------ Excerpted data

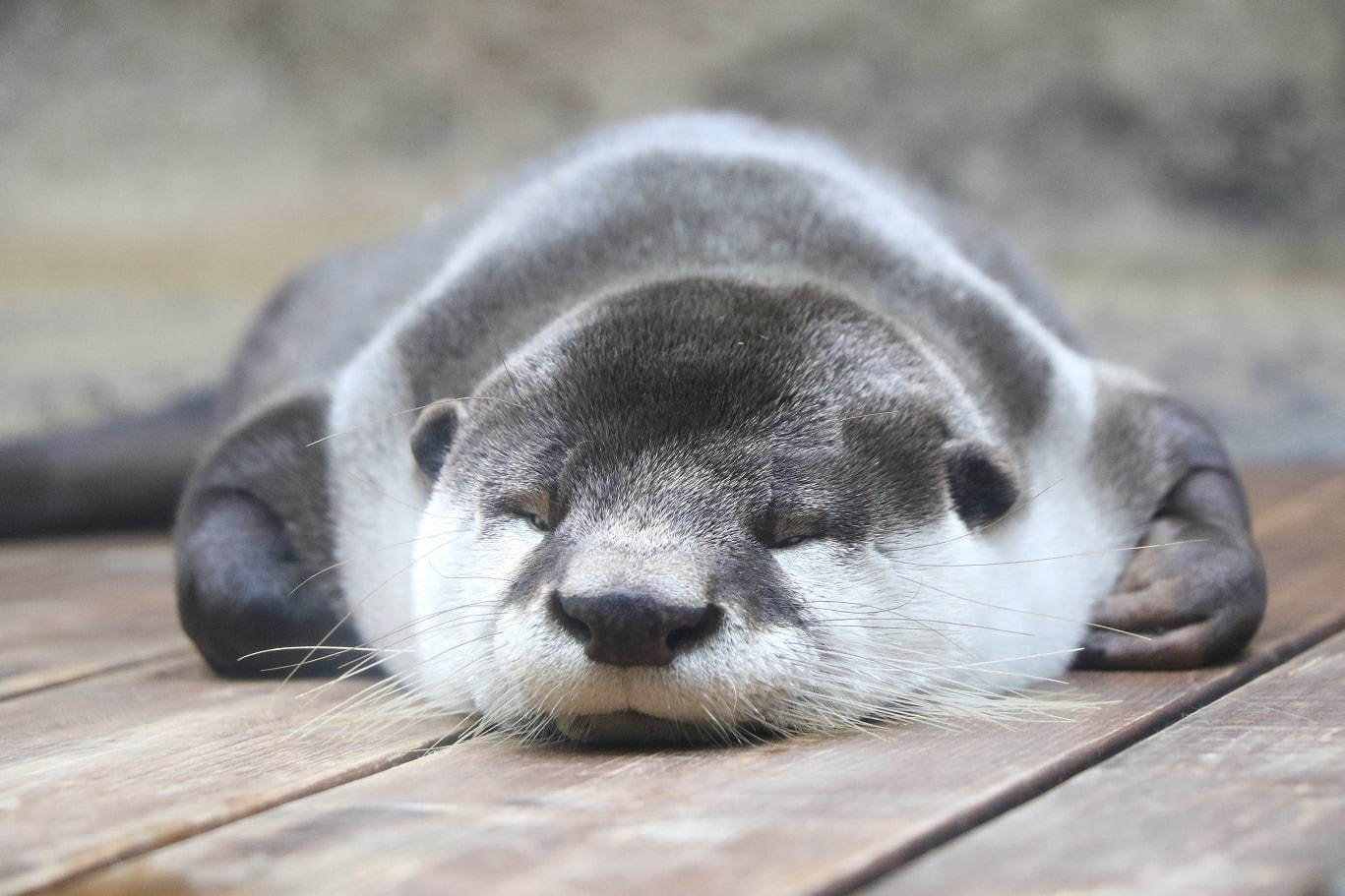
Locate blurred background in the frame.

------------
------ Excerpted data

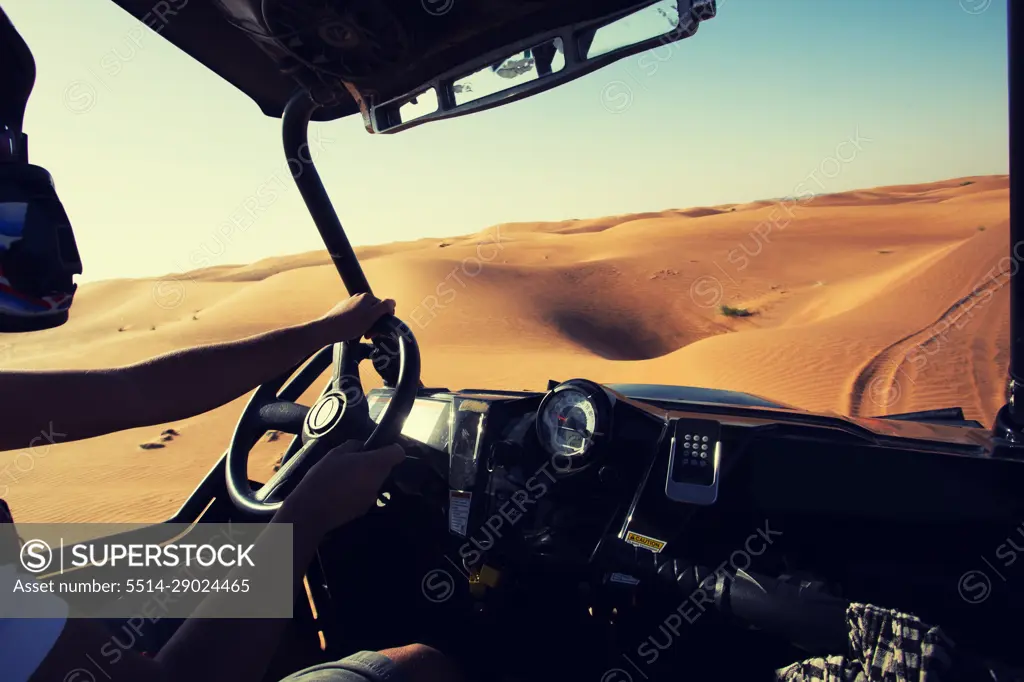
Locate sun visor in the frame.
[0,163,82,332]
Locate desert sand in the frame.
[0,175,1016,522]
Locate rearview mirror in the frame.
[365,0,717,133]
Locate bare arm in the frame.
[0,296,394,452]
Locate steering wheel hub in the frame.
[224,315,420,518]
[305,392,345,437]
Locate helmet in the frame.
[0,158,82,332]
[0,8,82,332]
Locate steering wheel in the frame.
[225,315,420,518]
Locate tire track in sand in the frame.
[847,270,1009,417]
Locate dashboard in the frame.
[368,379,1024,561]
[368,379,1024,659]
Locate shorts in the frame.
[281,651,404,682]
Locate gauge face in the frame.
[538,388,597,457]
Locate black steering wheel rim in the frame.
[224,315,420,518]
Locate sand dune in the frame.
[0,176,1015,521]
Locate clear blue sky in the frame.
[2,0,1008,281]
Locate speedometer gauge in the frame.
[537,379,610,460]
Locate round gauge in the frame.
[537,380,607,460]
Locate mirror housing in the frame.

------------

Format the material from the line containing "Locate desert sand in the frame." up to and including the line containing "Locate mirror housing in the frame." as a Markdown table with the columns Row and Line, numbering each row and skipping any blank lines.

| Row | Line |
|---|---|
| 1 | Locate desert sand in the frame. |
| 2 | [0,175,1016,522] |
| 3 | Locate rearview mirror in the frame. |
| 4 | [365,0,717,133] |
| 5 | Locate bare arm in the frame. |
| 6 | [0,296,394,452] |
| 7 | Locate steering wheel hub in the frame. |
| 8 | [224,315,420,518] |
| 9 | [305,392,345,437] |
| 10 | Locate helmet in the frame. |
| 11 | [0,158,82,332] |
| 12 | [0,8,82,332] |
| 13 | Locate steering wheel in the frame. |
| 14 | [225,315,420,518] |
| 15 | Locate tire track in sand in the frame. |
| 16 | [847,270,1009,417] |
| 17 | Locate dashboard in the frame. |
| 18 | [368,379,1024,561] |
| 19 | [368,379,1024,659] |
| 20 | Locate shorts in the frame. |
| 21 | [281,651,404,682] |
| 22 | Locate gauge face in the frame. |
| 23 | [538,388,597,457] |
| 24 | Locate black steering wheel rim in the frame. |
| 25 | [224,315,420,518] |
| 26 | Locate sand dune in the frame. |
| 27 | [0,176,1015,521] |
| 28 | Locate clear blue sky in the frame. |
| 29 | [2,0,1008,281] |
| 30 | Locate speedometer gauge in the frame. |
| 31 | [537,379,610,460] |
| 32 | Locate round gauge in the frame. |
| 33 | [537,380,607,460] |
| 34 | Locate mirror housing in the frame. |